**Instructions for the task**
Convert the items into a numbered list with one line per entry, skipping blank lines. Omit the pictures from your answer.

[Point annotation records]
==*==
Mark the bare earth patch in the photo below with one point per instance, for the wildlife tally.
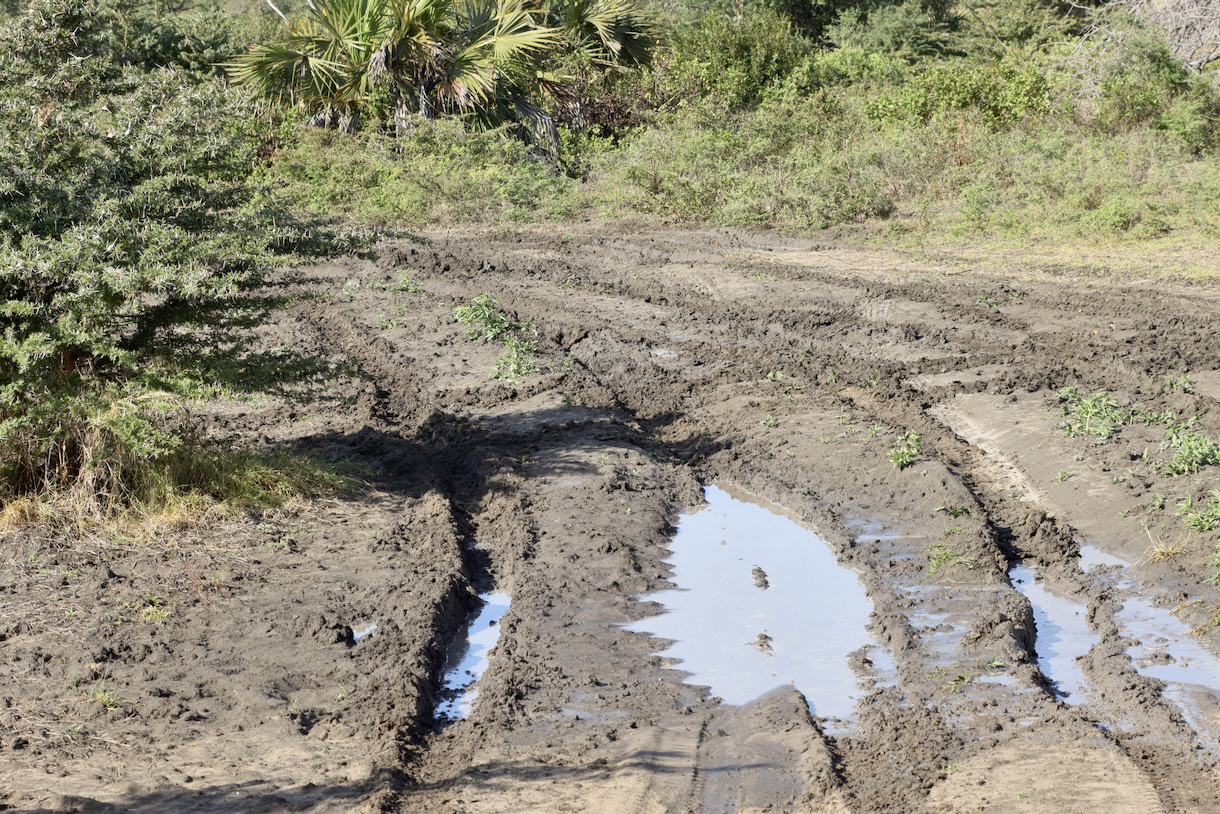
(220, 669)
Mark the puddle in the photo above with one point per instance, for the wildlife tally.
(761, 603)
(1063, 633)
(466, 658)
(1166, 651)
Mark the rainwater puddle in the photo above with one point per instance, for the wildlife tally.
(763, 603)
(466, 658)
(1063, 633)
(1165, 648)
(1092, 557)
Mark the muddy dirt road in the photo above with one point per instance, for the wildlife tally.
(1037, 631)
==*==
**Answer to the problem**
1. Mark the bare earth patch in the photo below with one point per instance, for the wildlife tally.
2. (220, 669)
3. Mark the puddle in the photo above with one point per instance, for the wildlife tally.
4. (761, 603)
5. (1063, 633)
6. (466, 658)
7. (1166, 651)
8. Mark the rainwater puddle in the photo above with one point per instance, for the wildlife tally.
9. (763, 603)
10. (466, 658)
11. (1063, 633)
12. (1165, 648)
13. (1092, 557)
14. Mark the muddy dirt road in the photo above with one point per instance, for the wildlife tally.
15. (1037, 631)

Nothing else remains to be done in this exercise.